* **EXTRACTED MATERIAL**:
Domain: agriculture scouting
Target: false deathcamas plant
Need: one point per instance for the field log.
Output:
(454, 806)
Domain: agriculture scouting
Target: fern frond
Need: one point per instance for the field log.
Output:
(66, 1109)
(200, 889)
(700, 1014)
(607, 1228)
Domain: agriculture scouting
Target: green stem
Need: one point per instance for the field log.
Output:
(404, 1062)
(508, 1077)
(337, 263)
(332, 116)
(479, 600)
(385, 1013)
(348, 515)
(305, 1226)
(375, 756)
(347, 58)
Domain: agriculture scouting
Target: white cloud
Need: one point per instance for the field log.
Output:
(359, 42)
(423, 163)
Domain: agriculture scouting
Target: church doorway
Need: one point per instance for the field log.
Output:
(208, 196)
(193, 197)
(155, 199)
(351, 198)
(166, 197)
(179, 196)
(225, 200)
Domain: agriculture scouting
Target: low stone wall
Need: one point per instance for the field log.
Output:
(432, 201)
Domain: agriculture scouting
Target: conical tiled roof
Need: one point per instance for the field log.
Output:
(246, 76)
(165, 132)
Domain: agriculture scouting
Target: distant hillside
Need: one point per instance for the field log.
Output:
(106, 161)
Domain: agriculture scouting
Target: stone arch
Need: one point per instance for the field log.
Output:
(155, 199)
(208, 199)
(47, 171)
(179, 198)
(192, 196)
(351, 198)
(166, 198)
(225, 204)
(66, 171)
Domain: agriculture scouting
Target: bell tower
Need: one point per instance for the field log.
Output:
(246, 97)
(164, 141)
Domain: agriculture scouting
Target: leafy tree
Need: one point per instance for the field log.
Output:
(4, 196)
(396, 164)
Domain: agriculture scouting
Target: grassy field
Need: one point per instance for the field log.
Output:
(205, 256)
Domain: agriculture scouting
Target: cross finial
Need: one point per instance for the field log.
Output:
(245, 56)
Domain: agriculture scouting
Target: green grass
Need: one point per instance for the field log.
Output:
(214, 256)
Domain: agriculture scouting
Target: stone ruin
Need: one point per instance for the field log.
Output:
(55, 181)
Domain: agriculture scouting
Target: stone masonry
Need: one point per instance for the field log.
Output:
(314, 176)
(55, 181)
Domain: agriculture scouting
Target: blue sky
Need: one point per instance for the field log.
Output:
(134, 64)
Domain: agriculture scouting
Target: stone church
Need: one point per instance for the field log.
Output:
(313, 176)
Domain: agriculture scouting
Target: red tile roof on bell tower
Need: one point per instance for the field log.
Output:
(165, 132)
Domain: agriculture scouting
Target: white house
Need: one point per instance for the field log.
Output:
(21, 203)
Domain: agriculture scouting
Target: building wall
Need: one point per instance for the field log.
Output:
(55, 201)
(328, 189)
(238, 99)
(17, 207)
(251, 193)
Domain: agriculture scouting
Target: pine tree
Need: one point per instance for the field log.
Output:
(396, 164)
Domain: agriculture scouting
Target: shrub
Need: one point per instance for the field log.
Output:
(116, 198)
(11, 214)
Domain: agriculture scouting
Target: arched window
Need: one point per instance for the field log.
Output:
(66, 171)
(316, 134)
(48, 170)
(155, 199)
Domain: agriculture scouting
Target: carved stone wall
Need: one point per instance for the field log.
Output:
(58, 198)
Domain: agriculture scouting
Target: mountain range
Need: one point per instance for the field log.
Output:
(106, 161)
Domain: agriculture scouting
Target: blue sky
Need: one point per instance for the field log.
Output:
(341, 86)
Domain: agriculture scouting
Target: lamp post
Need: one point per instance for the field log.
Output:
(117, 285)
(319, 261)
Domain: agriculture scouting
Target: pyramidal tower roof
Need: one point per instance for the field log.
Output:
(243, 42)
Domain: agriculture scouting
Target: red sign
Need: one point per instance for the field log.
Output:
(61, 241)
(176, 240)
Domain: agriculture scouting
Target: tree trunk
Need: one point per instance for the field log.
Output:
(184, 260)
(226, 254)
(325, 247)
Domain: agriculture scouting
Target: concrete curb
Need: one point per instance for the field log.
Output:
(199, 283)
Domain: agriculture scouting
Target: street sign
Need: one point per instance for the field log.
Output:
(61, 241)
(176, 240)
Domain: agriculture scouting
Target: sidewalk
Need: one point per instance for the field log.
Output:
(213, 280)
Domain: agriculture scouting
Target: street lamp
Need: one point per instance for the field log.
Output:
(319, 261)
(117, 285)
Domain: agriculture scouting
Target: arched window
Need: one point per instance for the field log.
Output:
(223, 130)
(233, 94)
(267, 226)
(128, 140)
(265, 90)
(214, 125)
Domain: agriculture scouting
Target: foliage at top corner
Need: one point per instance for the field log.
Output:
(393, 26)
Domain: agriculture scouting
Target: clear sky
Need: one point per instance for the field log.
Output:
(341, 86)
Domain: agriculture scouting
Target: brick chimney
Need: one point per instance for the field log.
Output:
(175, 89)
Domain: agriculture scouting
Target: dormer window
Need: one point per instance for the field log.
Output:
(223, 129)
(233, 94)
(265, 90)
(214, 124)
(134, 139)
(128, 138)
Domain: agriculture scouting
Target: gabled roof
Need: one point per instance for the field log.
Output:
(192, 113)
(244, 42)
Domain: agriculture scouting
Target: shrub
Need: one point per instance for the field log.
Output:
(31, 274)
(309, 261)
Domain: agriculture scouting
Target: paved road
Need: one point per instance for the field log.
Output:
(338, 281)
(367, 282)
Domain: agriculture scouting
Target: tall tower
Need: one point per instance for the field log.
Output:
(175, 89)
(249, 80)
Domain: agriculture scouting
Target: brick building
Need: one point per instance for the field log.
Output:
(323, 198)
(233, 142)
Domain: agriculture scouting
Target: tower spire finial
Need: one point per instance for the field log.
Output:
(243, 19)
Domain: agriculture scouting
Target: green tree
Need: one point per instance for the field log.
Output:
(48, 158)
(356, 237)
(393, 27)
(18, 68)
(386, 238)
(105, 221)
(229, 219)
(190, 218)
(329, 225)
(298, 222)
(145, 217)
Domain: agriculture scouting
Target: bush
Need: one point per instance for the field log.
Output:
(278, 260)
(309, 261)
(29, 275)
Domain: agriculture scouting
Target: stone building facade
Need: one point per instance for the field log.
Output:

* **EXERCISE GOAL**: Look through the entries above and report each line where the string "tower" occurs.

* **SOLUTION TO THE EXERCISE**:
Target: bell tower
Target: red tile roof on bell tower
Target: pyramidal tower roof
Target: tall tower
Target: tower spire finial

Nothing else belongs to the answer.